> KUTIPAN TEKS:
“Bagiku, jika dulu golput adalah perlawanan, sekarang golput adalah ketidak-pedulian, karena membiarkan kejahatan kembali berkuasa.” – Kill The DJ
Pernyataan Kill The DJ A.K.A
Marzuki Mohammad diatas, kembali membangkitkan pertanyaan masyarakat tentang
wacana golput dan relevansinya pada masa kini. Golput saat Orde Baru memang dipakai
sebagai alat perlawanan, karena pada era tersebut jelas pemilu yang diadakan adalah
fiktif dan manipulatif.
Orde Baru sekarang berganti ke
era Reformasi, meskipun begitu kenyataan “jika masih banyak yang golput” tetap
tidak berubah, golput saat itu memang mewakili kaum muda apatis yang sering dilabeli
hipster. Dalam tulisan M. Fajri
Siregar di laman jakartabeat.net, hipster bisa diartikan sebagai kaum muda
yang tidak bisa ditelisik bentuk preferensinya.
Terlepas dari galaunya anak hipster, pada pemilu 2009 angka
persentase golput menyentuh titik tertinggi dengan 39%, setelah sebelumnya 8%
(1999), dan naik sampai 23% pada 2004. Bahkan Tamrin Amal Tomagola yang dikutip
dari indoprogress.com meramalkan jika
proyeksi persentase golput bisa mencapai 57% pada pemilu 2014.
Sekarang wacana golput sebagai
alat perlawanan mulai diganti sedikit demi sedikit, tren para
#kelasmenengahngehek yang sangat nasionalis, bahkan nyerempet fasis mulai
ditinggalkan, sepertinya kredo akan “Indonesia yang menjadi macan Asia” mulai
basi dan sudah tidak asik lagi.
Maka dari itu Kill The DJ mulai menyuarakan
wacana golput sebagai alat ketidak-pedulian, sebagai relawan Jokowi – JK tentu
saja dia akan mengajak orang lain untuk mengikutinya, walau tidak secara eksplisit. Tren
nasionalisme yang ditinggalkan, digantikan oleh figur pemimpin liberal yang “merakyat”,
jadi agaknya jelas mengapa wacana tersebut dicanangkan, dan akhirnya kepada
siapa angin akan berhembus, bukan lagi menjadi rahasia.
Lalu bagaimana dengan wacana
golput yang lain? Kemarin, oke sebenarnya memang bukan kemarin, lebih tepatnya 21
Mei 2014, Grimloc Records telah meluncurkan album kompilasi mereka dengan tajuk
“Memobilisasi Kemuakan”. Album yang diisi oleh 12 band berbeda ini berasal dari
Bandung, yang menjadi bagian dari komunitas kolektif yang mereka sebut sebagai network of friends.
Tidak hanya 12 lagu kompilasi
berbeda, album unduh gratis ini juga menyediakan dokumen digital untuk membantu
album tersebut lebih garang lagi dalam menyuarakan wacana anti-otoritarian dan wacana
alternatifnya tentang demokrasi.

> CUPLIKAN DATA:
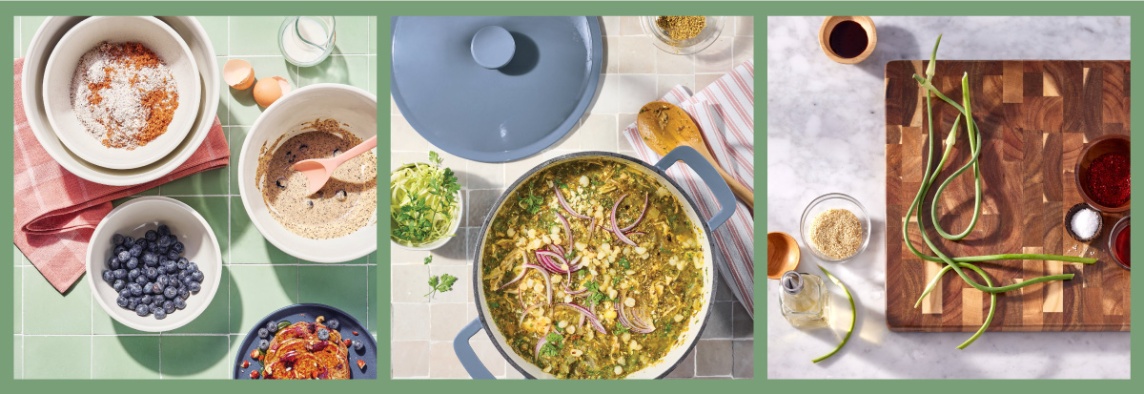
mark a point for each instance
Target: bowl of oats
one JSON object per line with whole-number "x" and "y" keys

> TUGAS: Berdasarkan teks tentang golput, jelaskan dalam satu sampai tiga kalimat mengapa golput dipakai sebagai alat perlawanan pada masa Orde Baru.

> JAWABAN: Golput dipakai sebagai alat perlawanan pada masa Orde Baru karena pemilu yang diadakan pada era tersebut jelas fiktif dan manipulatif.